━━ Working data ━━
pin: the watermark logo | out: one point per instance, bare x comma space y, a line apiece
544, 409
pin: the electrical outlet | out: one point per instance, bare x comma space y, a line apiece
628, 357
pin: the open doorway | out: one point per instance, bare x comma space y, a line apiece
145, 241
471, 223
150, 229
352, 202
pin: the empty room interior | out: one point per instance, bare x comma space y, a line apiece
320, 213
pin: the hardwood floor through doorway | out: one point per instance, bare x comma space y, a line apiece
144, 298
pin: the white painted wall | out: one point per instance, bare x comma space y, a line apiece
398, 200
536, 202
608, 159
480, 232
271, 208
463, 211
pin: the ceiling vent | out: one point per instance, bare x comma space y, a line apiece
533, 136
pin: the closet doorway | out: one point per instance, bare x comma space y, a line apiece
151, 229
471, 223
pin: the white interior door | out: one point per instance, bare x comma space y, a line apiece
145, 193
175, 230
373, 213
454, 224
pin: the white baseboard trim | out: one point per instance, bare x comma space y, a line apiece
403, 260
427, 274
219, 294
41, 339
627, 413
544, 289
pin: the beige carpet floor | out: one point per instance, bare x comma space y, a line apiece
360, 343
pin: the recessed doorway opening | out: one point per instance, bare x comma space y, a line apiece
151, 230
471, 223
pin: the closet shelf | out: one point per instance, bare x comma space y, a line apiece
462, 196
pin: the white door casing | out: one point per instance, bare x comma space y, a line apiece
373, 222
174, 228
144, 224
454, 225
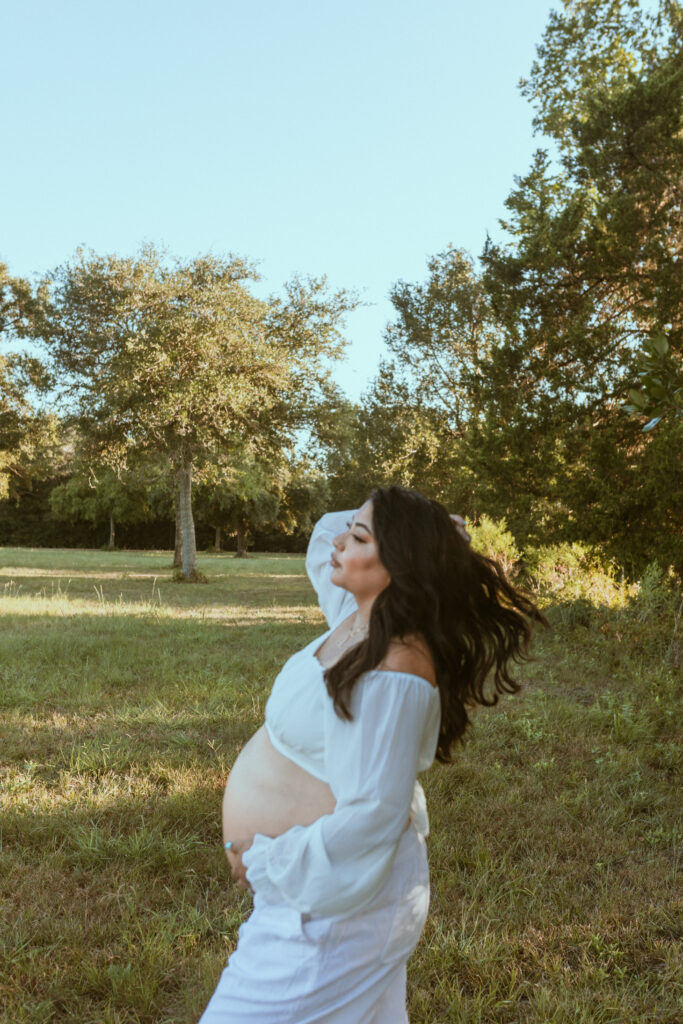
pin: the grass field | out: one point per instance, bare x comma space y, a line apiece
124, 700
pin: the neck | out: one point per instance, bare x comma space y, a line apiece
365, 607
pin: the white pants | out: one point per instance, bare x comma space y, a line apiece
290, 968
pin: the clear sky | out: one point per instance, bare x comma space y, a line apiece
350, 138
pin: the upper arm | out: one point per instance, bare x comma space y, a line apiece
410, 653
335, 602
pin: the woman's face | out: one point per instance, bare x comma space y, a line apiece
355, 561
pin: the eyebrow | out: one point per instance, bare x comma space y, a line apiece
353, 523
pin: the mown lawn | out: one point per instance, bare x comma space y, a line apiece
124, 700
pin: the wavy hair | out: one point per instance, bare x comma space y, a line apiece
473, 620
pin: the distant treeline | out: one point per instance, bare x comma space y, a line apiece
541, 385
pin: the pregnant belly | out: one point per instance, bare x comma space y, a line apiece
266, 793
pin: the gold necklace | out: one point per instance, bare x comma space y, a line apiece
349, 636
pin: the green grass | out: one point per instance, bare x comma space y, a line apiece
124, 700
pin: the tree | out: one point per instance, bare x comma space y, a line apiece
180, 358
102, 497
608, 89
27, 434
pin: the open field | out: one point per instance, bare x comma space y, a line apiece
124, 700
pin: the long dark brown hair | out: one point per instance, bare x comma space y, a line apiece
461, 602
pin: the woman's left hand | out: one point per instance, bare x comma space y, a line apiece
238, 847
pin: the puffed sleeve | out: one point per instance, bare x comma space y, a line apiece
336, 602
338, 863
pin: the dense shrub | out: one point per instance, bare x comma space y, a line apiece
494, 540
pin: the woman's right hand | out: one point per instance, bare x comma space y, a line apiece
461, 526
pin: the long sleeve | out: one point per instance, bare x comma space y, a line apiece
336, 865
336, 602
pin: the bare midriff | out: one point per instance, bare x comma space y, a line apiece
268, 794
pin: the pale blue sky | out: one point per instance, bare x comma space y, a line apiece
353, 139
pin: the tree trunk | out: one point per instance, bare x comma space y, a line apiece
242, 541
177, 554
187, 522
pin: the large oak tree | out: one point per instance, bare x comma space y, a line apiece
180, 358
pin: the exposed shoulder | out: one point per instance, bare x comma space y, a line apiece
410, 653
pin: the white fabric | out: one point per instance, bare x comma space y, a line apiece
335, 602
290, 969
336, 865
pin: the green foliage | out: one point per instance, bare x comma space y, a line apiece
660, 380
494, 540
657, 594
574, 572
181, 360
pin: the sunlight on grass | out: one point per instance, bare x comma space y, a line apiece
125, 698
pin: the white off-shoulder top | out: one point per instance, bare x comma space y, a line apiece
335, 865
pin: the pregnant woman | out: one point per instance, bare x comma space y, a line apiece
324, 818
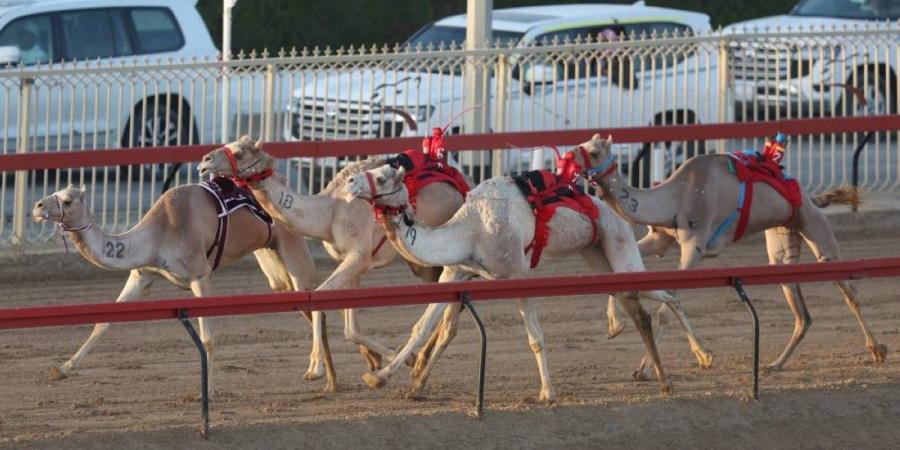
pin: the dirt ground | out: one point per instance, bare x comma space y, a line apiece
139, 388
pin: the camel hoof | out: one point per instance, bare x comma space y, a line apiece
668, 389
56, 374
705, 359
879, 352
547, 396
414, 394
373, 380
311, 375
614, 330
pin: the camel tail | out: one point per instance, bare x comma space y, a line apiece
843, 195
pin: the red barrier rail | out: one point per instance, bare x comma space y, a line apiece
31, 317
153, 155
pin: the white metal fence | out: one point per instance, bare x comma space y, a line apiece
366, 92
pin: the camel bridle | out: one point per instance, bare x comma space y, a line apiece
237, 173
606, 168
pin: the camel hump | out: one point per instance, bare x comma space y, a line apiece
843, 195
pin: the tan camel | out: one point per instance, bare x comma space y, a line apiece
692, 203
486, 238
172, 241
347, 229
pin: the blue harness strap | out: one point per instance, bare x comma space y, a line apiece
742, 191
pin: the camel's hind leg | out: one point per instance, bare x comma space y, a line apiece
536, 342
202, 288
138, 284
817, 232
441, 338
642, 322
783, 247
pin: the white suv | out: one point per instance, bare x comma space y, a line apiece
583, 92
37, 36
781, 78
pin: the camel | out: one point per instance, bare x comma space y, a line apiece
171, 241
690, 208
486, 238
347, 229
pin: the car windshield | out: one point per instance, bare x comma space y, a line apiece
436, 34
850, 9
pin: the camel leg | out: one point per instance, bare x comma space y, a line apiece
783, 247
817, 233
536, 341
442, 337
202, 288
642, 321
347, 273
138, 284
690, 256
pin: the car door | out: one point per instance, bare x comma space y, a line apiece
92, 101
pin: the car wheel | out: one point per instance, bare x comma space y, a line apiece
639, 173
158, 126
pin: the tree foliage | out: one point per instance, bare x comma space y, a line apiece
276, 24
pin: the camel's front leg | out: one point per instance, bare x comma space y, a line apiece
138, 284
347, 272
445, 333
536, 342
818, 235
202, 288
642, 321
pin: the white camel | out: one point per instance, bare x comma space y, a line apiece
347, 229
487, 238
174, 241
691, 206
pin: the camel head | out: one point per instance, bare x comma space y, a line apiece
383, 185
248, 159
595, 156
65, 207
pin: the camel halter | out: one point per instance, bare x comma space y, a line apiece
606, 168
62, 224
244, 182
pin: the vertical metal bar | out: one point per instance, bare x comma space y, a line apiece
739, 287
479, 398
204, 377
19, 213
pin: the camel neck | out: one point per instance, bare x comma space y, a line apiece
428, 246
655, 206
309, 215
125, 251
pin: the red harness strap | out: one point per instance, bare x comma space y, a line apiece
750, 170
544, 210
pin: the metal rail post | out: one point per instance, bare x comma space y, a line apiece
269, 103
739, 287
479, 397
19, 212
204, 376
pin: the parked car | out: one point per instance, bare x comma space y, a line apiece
━━━
━━ Working data ━━
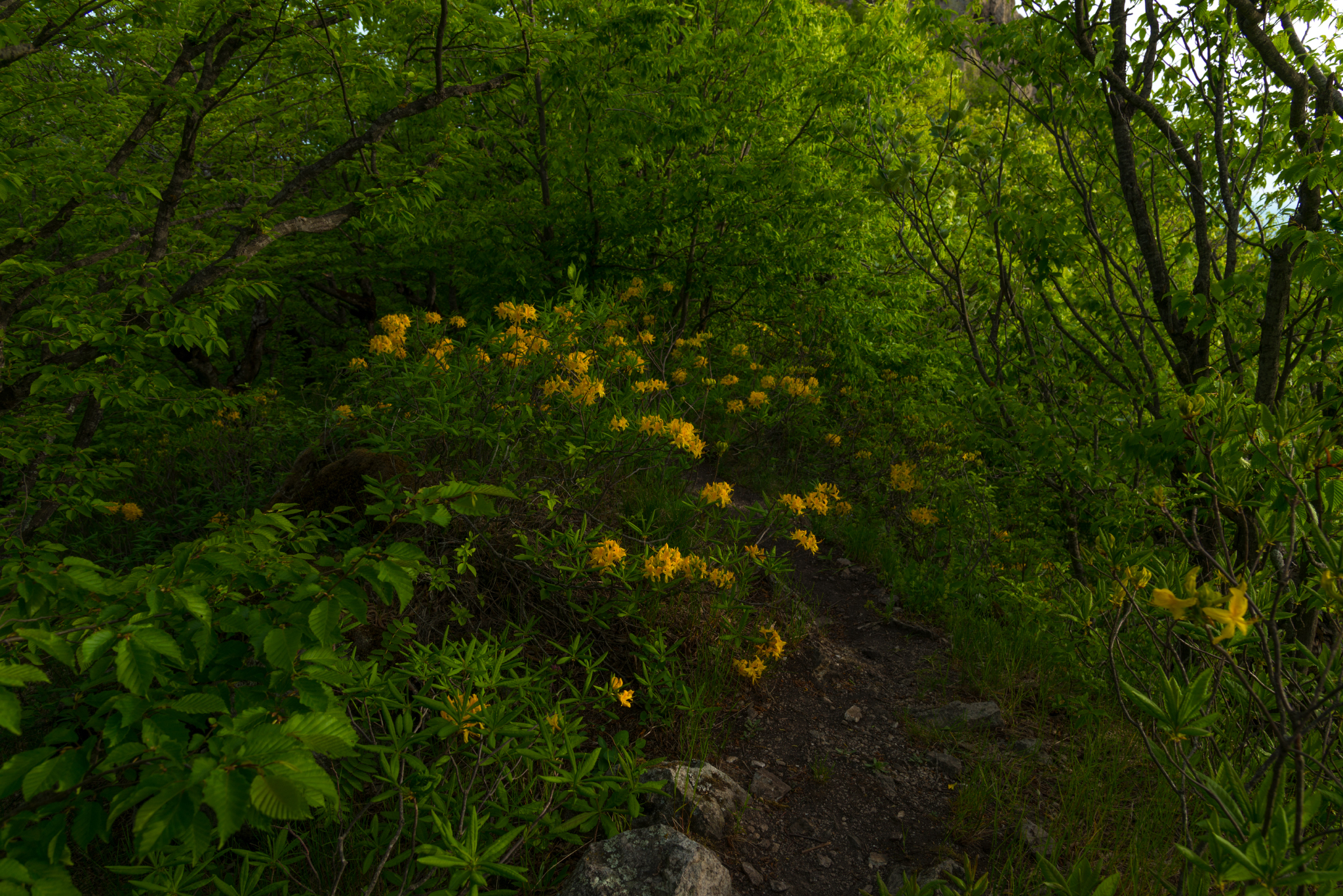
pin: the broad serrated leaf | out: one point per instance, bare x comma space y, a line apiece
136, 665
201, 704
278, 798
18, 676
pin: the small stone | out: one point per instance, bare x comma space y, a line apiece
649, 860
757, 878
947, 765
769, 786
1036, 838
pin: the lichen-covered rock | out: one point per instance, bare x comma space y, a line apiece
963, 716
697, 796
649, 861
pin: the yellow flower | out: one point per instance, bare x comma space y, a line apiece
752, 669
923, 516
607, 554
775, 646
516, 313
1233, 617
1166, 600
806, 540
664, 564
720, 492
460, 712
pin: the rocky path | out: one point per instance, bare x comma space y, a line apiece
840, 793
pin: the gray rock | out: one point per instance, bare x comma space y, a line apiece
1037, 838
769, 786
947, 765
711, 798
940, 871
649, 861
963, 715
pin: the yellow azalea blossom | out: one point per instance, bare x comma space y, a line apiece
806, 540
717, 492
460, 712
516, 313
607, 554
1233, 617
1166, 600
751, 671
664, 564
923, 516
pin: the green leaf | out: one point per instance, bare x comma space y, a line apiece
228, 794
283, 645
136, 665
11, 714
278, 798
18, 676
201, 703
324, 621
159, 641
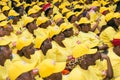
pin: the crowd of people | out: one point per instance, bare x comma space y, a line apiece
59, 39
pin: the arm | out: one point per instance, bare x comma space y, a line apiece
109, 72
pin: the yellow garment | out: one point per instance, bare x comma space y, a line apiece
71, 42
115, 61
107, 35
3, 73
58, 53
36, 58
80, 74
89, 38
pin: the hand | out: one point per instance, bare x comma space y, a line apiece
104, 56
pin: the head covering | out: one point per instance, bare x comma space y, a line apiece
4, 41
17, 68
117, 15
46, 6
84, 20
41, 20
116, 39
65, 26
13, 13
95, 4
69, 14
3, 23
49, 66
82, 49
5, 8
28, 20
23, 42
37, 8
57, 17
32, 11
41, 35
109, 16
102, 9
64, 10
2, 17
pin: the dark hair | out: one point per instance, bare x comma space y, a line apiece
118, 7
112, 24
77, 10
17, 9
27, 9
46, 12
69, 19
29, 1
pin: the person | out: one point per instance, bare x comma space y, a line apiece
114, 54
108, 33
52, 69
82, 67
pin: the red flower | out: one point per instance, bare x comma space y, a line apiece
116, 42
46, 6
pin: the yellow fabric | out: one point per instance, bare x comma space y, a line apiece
━━━
Given request: Pull out every line of the records that contains the word "woman", treating uppercase and lowercase as distinct.

Right answer:
pin: the woman's face | out: one point per instance, bare x comma space y, a line apiece
pin: the woman's left hand | out: one point per instance, bare x comma space y, a line apiece
pin: the woman's right hand | out: one point per instance, bare x comma space y, a line apiece
pin: the pregnant woman | out: one point per instance, bare x comma space y, a line apiece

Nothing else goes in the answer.